* Start ARTICLE *
This morning, I took a look through the junk drawer in my kitchen, and it wasn't pretty. I found quite a few useful things, including my car keys, a $5 bill and a Starbucks gift card. But I also found things that were of no use to me whatsoever: keys to a car I haven't owned in 5 years, 100 loose toothpicks and a pack of gum that appears to be from around the turn of the century.
As I was cleaning up the loose toothpicks one...at...a...time, a thought occurred to me: "big data" is a lot like the junk drawer. Having a lot of data (or stuff in the drawer) isn't what's valuable; being able to organize the data in a way that helps you get things done is where the real value is.
Our team of Data Engineers and Data Scientists at MapQuest are working hard on two main themes that will help turn your junk drawer into valuable data that helps you make better decisions and solve real world problems.
The first theme is adding context to the data. The location data we gather has information about latitude, longitude, altitude, speed, bearing, and much, much more. All of this information is useful, but we can make this information even more valuable by adding context. Knowing that the GPS trace was observed at 40.4870679,-106.8361813 is interesting, but few of us think in terms of latitude and longitude. When we add context to the latitude and longitude, we know that the location is Bob's Conoco Station on Lincoln Avenue in Steamboat Springs, Colorado. We know Bob's Conoco Station is in an area that has a high concentration of businesses, and restaurants in particular. We also know the income and age statistics for the people who live in the area. This context is significantly more interesting to many of our customers than a simple lat/long.
* End ARTICLE *
DIRECTIONS:
a – According to the article on big data, what place does the GPS trace at 40.4870679,-106.8361813 correspond to?
b – Repeat word for word the stretch of the article on big data from "Our team of" through "real world problems.".
* Start DATA ROWS *
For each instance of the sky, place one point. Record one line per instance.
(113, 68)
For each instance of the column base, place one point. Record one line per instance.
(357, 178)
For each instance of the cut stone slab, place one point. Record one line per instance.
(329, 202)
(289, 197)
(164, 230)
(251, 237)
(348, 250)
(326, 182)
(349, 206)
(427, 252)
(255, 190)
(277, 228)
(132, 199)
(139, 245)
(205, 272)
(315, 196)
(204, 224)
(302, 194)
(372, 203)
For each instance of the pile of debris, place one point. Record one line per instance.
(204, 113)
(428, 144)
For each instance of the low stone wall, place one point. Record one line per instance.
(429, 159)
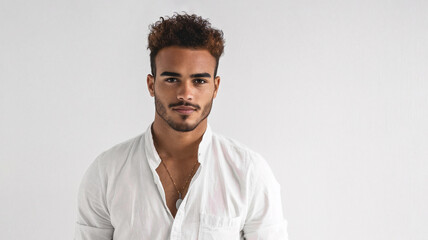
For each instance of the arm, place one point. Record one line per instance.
(93, 218)
(264, 216)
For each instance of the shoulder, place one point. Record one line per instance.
(119, 153)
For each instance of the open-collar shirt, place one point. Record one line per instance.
(233, 195)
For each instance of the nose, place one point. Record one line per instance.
(185, 91)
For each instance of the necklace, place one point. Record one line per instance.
(179, 200)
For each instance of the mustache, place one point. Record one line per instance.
(182, 103)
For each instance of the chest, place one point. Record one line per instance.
(175, 178)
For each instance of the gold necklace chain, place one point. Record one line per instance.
(175, 185)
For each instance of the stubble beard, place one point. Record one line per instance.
(161, 110)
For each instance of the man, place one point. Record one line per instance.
(179, 180)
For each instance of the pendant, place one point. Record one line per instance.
(178, 203)
(179, 200)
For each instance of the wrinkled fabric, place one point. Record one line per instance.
(233, 195)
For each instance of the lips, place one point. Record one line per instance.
(184, 110)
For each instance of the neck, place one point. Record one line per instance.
(170, 143)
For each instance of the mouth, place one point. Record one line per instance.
(184, 110)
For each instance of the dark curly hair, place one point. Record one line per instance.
(184, 30)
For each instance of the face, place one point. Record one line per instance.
(184, 87)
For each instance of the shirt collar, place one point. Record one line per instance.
(153, 157)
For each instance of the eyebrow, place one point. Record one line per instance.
(196, 75)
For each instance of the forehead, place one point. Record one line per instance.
(185, 60)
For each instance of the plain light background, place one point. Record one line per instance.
(332, 93)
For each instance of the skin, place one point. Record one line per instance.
(184, 77)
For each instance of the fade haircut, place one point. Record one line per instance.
(184, 30)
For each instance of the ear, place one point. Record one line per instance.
(216, 85)
(151, 84)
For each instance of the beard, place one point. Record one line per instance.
(161, 110)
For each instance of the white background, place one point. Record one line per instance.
(332, 93)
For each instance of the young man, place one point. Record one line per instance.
(179, 180)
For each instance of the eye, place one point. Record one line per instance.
(200, 81)
(171, 80)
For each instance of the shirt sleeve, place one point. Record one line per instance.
(264, 219)
(93, 218)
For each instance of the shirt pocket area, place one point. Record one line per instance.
(214, 227)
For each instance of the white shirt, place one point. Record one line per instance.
(233, 195)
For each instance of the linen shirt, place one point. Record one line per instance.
(233, 195)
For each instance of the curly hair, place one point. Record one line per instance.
(190, 31)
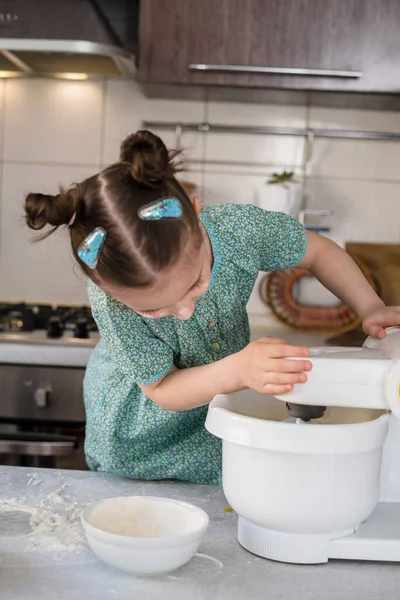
* End DATA ROWS *
SOLUTIONS BY TASK:
a – Bob's Conoco Station on Lincoln Avenue in Steamboat Springs, Colorado.

b –
Our team of Data Engineers and Data Scientists at MapQuest are working hard on two main themes that will help turn your junk drawer into valuable data that helps you make better decisions and solve real world problems.